== EXERCISE BRIEF ==
Could you transcribe every record below exactly as it stands?

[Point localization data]
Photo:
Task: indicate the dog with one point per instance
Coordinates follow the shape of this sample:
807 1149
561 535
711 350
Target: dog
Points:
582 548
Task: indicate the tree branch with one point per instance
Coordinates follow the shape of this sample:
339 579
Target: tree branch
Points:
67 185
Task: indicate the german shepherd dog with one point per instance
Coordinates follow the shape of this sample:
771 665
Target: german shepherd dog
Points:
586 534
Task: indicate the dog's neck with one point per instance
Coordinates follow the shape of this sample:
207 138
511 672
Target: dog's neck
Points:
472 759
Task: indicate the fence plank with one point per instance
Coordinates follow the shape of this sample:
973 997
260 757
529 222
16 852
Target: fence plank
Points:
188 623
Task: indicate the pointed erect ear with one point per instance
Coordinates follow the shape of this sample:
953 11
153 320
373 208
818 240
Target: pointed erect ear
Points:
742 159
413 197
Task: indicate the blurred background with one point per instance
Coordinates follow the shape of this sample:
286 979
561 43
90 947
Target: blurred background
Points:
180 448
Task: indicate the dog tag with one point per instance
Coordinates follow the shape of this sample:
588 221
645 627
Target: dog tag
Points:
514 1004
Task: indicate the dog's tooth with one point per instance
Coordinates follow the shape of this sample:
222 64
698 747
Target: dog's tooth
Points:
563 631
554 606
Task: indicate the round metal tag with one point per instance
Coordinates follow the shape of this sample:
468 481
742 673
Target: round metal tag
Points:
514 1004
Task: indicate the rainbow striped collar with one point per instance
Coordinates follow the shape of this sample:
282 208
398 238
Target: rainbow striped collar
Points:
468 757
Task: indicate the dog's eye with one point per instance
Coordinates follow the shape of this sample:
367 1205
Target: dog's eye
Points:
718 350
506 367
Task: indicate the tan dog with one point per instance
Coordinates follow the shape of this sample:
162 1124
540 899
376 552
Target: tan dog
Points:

== RESPONSE AREA ==
Photo:
Task: indicate the dog with one point per instance
Coordinates follow the shape of this sample:
807 1149
561 535
711 350
Target: dog
Points:
582 548
Task: indicate the tree branch with one point per instance
Coordinates follow the shape of this sample:
339 579
Target: tree branch
Points:
67 185
Task: indicate the german shepherd dog with one point per instance
Coordinates follow the shape of this sample:
771 665
Target: german shepherd dog
Points:
586 534
Task: indicate the dog's neck with one point per instance
Coordinates follow the shape of this sample:
207 138
511 672
Target: dog's neck
Points:
472 759
Task: indicate the fence plank with one point per instance
Coordinates follow the shape of this sample:
973 997
260 757
529 222
16 852
Target: fence plank
Points:
188 623
Task: indicate the pointed erect ear with one point per instance
Coordinates follow the shape of this sample:
953 11
153 320
373 208
818 240
Target: pointed erect ear
Points:
742 159
413 197
Task: indicate the blurred background with one point per instance
Coordinates follow the shape of this sample:
286 979
561 43
90 947
Target: blurred background
Points:
180 448
Task: indicate the dog tag with one point per instance
Coordinates follow the shape of this sample:
588 221
645 627
Target: dog tag
Points:
514 1004
Task: indicate the dog's tooth with one point per instance
Coordinates follow the shape of this sample:
222 64
698 747
Target: dog's tooth
Points:
563 631
554 606
Task: indicate the round metal tag with one point per instance
Coordinates follow the shape of this sample:
468 481
742 673
Target: round metal tag
Points:
514 1004
Task: indicate the rainbow striped collar with one point per instance
Coordinates follow the shape of this sample:
282 208
398 238
Target: rainbow striped collar
Points:
468 757
Task: indicate the dog's eye with one point per instance
Coordinates follow the shape of this sample:
367 1205
Target: dog's eye
Points:
718 350
506 367
Task: indicate the tan dog with one point per instance
Coordinates follow the shape of this sample:
162 1124
540 899
376 552
Target: tan dog
Points:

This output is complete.